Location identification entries
## start
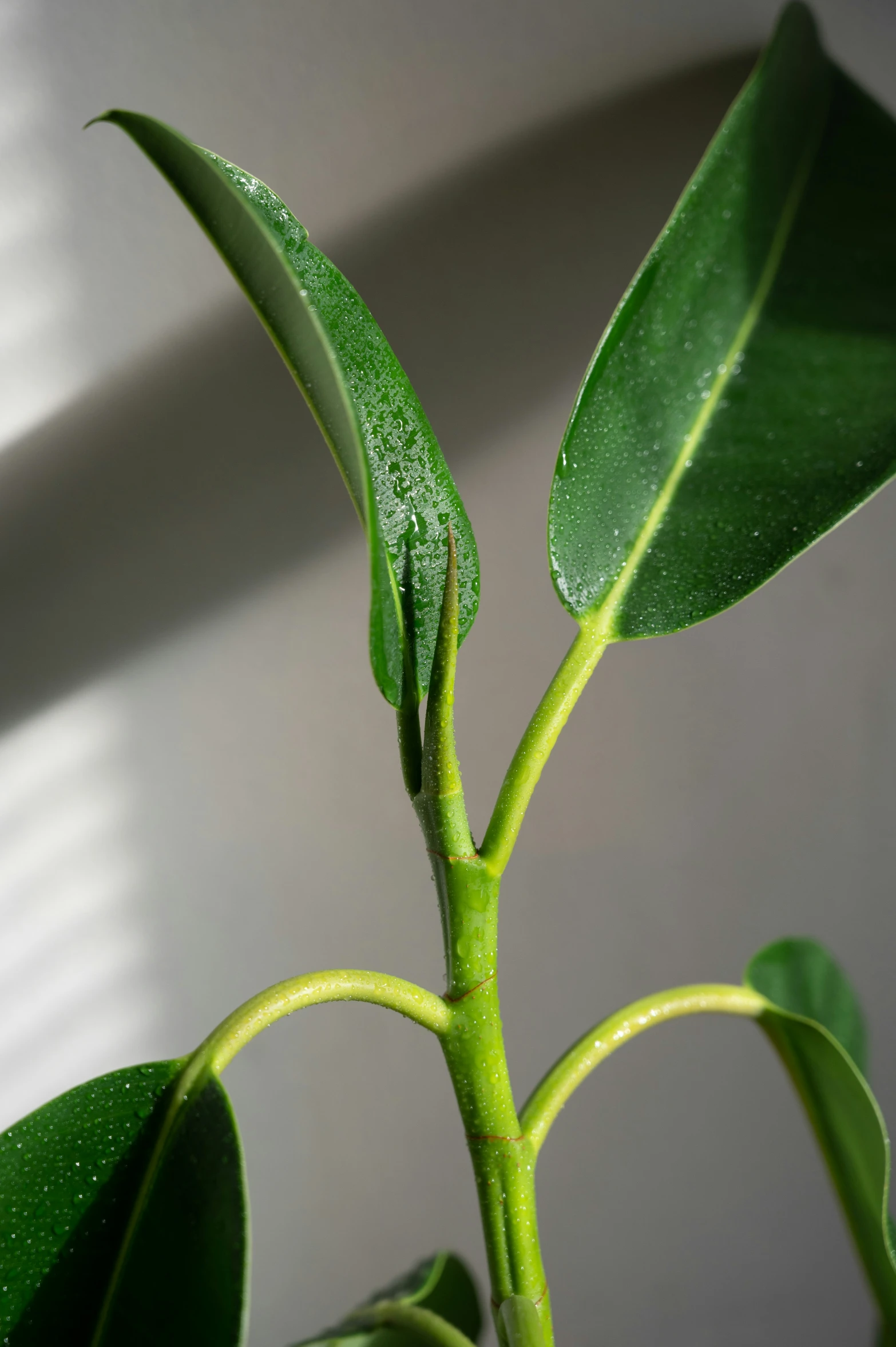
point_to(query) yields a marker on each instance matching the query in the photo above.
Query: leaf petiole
(538, 740)
(594, 1047)
(311, 989)
(423, 1323)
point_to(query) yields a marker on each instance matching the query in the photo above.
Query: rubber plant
(740, 405)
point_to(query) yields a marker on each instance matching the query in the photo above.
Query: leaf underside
(817, 1027)
(358, 392)
(743, 399)
(72, 1175)
(442, 1284)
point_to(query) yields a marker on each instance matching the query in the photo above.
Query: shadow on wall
(201, 473)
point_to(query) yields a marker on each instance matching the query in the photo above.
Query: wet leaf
(123, 1216)
(358, 392)
(743, 399)
(442, 1284)
(817, 1027)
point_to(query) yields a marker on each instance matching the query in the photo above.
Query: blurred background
(200, 790)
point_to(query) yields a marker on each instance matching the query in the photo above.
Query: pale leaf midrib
(603, 617)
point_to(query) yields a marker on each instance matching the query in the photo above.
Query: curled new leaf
(816, 1024)
(358, 392)
(442, 1285)
(743, 399)
(124, 1219)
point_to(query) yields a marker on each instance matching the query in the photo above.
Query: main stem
(502, 1159)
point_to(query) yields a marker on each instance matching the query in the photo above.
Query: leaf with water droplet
(358, 392)
(816, 1024)
(776, 417)
(159, 1238)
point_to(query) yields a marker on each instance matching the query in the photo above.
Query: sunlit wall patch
(77, 992)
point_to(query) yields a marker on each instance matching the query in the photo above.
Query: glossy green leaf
(442, 1284)
(361, 396)
(817, 1027)
(743, 399)
(123, 1218)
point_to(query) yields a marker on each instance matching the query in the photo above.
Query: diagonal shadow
(201, 473)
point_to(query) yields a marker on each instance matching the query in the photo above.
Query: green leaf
(522, 1326)
(743, 399)
(816, 1024)
(358, 392)
(124, 1216)
(442, 1284)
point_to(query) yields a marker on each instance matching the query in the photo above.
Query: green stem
(423, 1323)
(312, 989)
(474, 1046)
(590, 1051)
(541, 734)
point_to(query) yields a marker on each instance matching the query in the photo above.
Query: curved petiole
(538, 740)
(312, 989)
(580, 1060)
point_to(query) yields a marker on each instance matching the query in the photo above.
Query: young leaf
(743, 399)
(124, 1216)
(817, 1027)
(441, 1284)
(358, 392)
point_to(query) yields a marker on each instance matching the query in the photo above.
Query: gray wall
(198, 783)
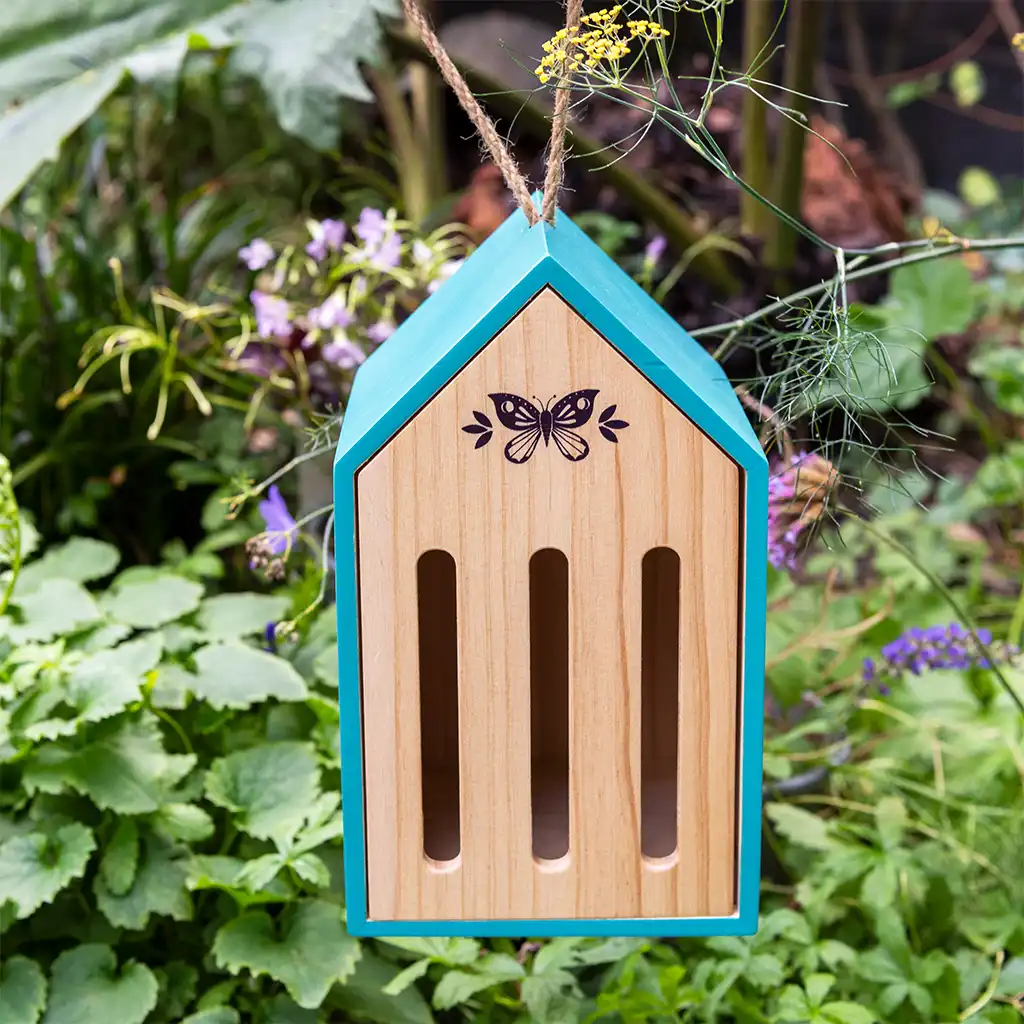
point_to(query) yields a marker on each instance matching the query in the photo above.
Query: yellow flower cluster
(571, 50)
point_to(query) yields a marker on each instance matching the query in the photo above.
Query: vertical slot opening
(438, 640)
(549, 702)
(659, 704)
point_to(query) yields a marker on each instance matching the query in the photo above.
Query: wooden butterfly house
(551, 552)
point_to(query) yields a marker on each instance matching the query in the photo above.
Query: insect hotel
(551, 549)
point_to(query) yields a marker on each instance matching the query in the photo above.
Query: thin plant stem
(949, 598)
(979, 245)
(757, 27)
(803, 38)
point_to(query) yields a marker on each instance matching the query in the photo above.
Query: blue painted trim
(453, 333)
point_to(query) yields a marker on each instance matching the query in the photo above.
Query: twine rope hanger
(493, 141)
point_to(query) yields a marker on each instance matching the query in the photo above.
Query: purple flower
(380, 332)
(918, 650)
(272, 318)
(257, 254)
(280, 522)
(387, 253)
(371, 226)
(327, 237)
(330, 313)
(443, 272)
(654, 251)
(343, 353)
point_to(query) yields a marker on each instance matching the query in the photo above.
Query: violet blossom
(925, 649)
(343, 353)
(380, 332)
(327, 237)
(257, 254)
(281, 525)
(272, 317)
(331, 312)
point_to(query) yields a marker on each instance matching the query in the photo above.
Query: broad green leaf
(270, 790)
(229, 616)
(101, 685)
(55, 607)
(120, 860)
(23, 991)
(208, 871)
(847, 1013)
(218, 1015)
(82, 559)
(306, 57)
(978, 187)
(931, 299)
(159, 887)
(124, 769)
(282, 1010)
(230, 675)
(146, 602)
(363, 994)
(457, 987)
(87, 987)
(35, 867)
(61, 64)
(800, 826)
(307, 951)
(183, 821)
(967, 81)
(172, 686)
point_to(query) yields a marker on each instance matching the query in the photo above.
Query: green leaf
(892, 818)
(307, 953)
(125, 769)
(218, 1015)
(159, 887)
(183, 821)
(35, 867)
(931, 299)
(82, 559)
(150, 600)
(403, 979)
(881, 885)
(230, 616)
(87, 987)
(300, 51)
(23, 991)
(967, 82)
(457, 987)
(978, 187)
(1011, 978)
(55, 607)
(269, 788)
(307, 59)
(363, 994)
(230, 675)
(800, 826)
(101, 685)
(120, 860)
(282, 1010)
(207, 871)
(847, 1013)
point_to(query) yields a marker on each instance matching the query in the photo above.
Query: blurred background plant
(214, 210)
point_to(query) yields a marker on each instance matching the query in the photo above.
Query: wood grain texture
(665, 483)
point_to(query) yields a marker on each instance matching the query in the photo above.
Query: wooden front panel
(663, 483)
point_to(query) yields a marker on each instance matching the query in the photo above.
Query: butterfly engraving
(556, 423)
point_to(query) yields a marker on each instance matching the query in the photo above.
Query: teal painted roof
(497, 281)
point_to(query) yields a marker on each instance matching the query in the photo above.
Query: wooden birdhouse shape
(551, 553)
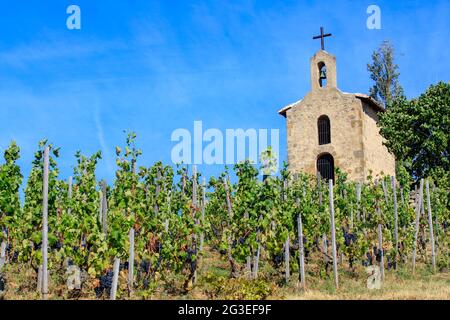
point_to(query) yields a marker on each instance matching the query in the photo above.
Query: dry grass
(399, 285)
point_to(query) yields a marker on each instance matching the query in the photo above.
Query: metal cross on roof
(322, 37)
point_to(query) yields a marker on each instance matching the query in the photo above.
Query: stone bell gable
(329, 128)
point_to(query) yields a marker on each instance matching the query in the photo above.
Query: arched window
(322, 75)
(325, 166)
(324, 129)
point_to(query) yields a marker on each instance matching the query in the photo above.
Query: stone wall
(346, 145)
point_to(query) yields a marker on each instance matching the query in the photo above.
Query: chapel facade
(329, 128)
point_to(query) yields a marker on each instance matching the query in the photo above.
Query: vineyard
(159, 229)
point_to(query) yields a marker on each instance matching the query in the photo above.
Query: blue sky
(155, 66)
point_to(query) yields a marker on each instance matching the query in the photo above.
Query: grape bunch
(278, 259)
(369, 261)
(189, 259)
(145, 266)
(105, 284)
(2, 283)
(349, 239)
(392, 264)
(377, 252)
(124, 266)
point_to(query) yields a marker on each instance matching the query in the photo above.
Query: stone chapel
(329, 128)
## end
Retype the entries word for word. Omit any images.

Exercise solution ::
point_to(query) yields a marker on each instance matching the query in the photo above.
Query: leaf petiole
(538, 740)
(594, 1047)
(311, 989)
(423, 1323)
point_to(query) yields a marker on each instance matching the query in the photo above.
Query: rubber plant
(740, 405)
point_to(query) yields a marker on each instance matching the query in the photo above.
Query: leaf underside
(817, 1027)
(358, 392)
(743, 399)
(72, 1175)
(442, 1284)
point_to(query) yields a marker on each instance matching the query in the photo above.
Query: shadow on wall
(201, 473)
point_to(query) yields a marker on each instance matching the query in the photo above.
Query: wet leaf
(123, 1216)
(358, 392)
(743, 399)
(442, 1284)
(817, 1027)
point_to(query) yields a marker on each instance matching the query in the photo above.
Query: blurred background
(200, 790)
point_to(query) yields a marker on each instance matching the query in the photo above.
Query: pale leaf midrib
(603, 617)
point_to(query) yields a marker on each instance matching the query in the photo above.
Query: curled new leaf
(816, 1024)
(358, 392)
(442, 1285)
(743, 399)
(124, 1219)
point_to(query) yields a marker on each instance matching the query in the photo above.
Query: main stem
(502, 1159)
point_to(query) yields a marker on each instance matching the query in the photo above.
Query: leaf with water droplet
(358, 392)
(816, 1024)
(776, 417)
(159, 1238)
point_to(query) yields a marker on each instance matching the query in the photo above.
Query: sunlit wall patch
(77, 992)
point_to(query) yields a marker on each instance matching the query in the photo above.
Query: glossy green leaf
(442, 1284)
(361, 396)
(817, 1027)
(743, 399)
(123, 1218)
point_to(query) yields a marker on each instance matching the query in the photo above.
Query: diagonal shadow
(201, 473)
point_to(query) yields a marker on each instance matching the query in the photo above.
Query: green leaf
(522, 1326)
(743, 399)
(816, 1024)
(358, 392)
(124, 1216)
(442, 1284)
point_to(query) yields a marker on each instance matching the query in the photo above.
Query: green stem
(423, 1323)
(312, 989)
(474, 1046)
(590, 1051)
(541, 734)
point_to(query) yields a marker on each instance matching the query in the photo above.
Query: curved petiole
(538, 740)
(312, 989)
(580, 1060)
point_to(query) yields a marker on each instance matching the query in the photo above.
Query: young leaf
(743, 399)
(124, 1216)
(817, 1027)
(441, 1284)
(358, 392)
point_to(query) yields a marker on each instance matching the query in the photo above.
Query: gray wall
(198, 783)
point_to(query) yields a marker on each instance matching the query in the photo above.
Query: yellow flower cluster
(571, 50)
point_to(query) yields a marker on each instance matching the query in the photo above.
Query: vertical slot opening
(438, 640)
(549, 702)
(659, 704)
point_to(query) yields a marker on each instance matching the query in the photo above.
Query: wooden butterfly house
(551, 552)
point_to(query) yields a marker on each instance matching the query in the photo above.
Query: insect hotel
(551, 549)
point_to(query) yields a marker on each instance matching the query in the photo above.
Query: thin plant stem
(949, 598)
(979, 245)
(757, 27)
(803, 38)
point_to(query) yields a marker on each instance matching the query in the photo above.
Query: blue painted trim
(453, 333)
point_to(query) yields a marker on each instance matching the query in the photo above.
Query: twine rope hanger
(493, 141)
point_to(query) yields a marker on each instance matching the query in the photo above.
Query: purple flower
(380, 332)
(918, 650)
(272, 318)
(257, 254)
(280, 522)
(387, 253)
(371, 226)
(327, 237)
(330, 313)
(443, 272)
(654, 251)
(343, 353)
point_to(query) yields a marker on each instance matching the query in the photo above.
Query: violet blossom
(925, 649)
(343, 353)
(380, 332)
(327, 237)
(257, 254)
(281, 525)
(272, 317)
(331, 312)
point_to(query) yields a marker on each instance matching the query in the photo above.
Query: broad green leaf
(270, 790)
(229, 616)
(101, 685)
(55, 607)
(120, 860)
(23, 991)
(208, 871)
(847, 1013)
(218, 1015)
(82, 559)
(306, 57)
(978, 187)
(931, 299)
(159, 887)
(124, 769)
(282, 1010)
(230, 675)
(146, 602)
(363, 994)
(457, 987)
(87, 987)
(35, 867)
(61, 64)
(800, 826)
(307, 951)
(183, 821)
(967, 81)
(172, 686)
point_to(query) yields a marker on each instance matching the query in the photo above.
Query: green leaf
(892, 818)
(307, 953)
(125, 769)
(218, 1015)
(159, 887)
(183, 821)
(35, 867)
(931, 299)
(82, 559)
(150, 600)
(403, 979)
(881, 885)
(230, 616)
(87, 987)
(300, 51)
(23, 991)
(967, 82)
(457, 987)
(978, 187)
(1011, 978)
(55, 607)
(269, 788)
(307, 59)
(363, 994)
(230, 675)
(800, 826)
(101, 685)
(120, 860)
(282, 1010)
(207, 871)
(847, 1013)
point_to(query) yields a marker on each instance matching the query in the photo above.
Query: blurred background plant
(214, 210)
point_to(query) yields a marker on each instance matching the query in the photo above.
Query: wood grain texture
(665, 483)
point_to(query) yields a marker on each instance matching the query in the photo above.
Query: wooden front panel
(663, 483)
point_to(query) yields a marker on each instance matching the query in the photo above.
Query: butterfly engraving
(556, 423)
point_to(query) yields a marker on each instance matching the query in the photo above.
Query: teal painted roof
(497, 281)
point_to(query) yields a marker on each instance matching the query in the photo above.
Query: wooden birdhouse shape
(551, 553)
point_to(query) yields a marker on each instance matching the query in the photo above.
Query: dry grass
(399, 285)
point_to(query) yields a marker on each instance matching the query in the photo above.
Query: metal cross on roof
(322, 37)
point_to(query) yields a marker on each instance matching the query in the photo above.
Query: stone bell gable
(329, 128)
point_to(query) yields a marker on each instance matching the query in the photo above.
Query: arched window
(322, 75)
(325, 166)
(324, 129)
point_to(query) yields a marker on each instance matching the query in the photo above.
Query: stone wall
(346, 145)
point_to(query) yields a marker on each instance matching the query in the photo above.
Query: chapel facade
(329, 128)
point_to(query) yields a marker on each instance matching the query in the photo above.
Query: vineyard
(159, 229)
point_to(query) yields a marker on each instance matching the query in the photo above.
Query: blue sky
(155, 66)
point_to(query) yields a marker on each instance matching the query in the photo above.
Query: grape bunch
(278, 259)
(369, 261)
(189, 259)
(145, 266)
(105, 284)
(2, 283)
(349, 239)
(392, 264)
(377, 252)
(124, 266)
point_to(query) yields a marker on each instance matching the query in the photo above.
Query: stone chapel
(329, 128)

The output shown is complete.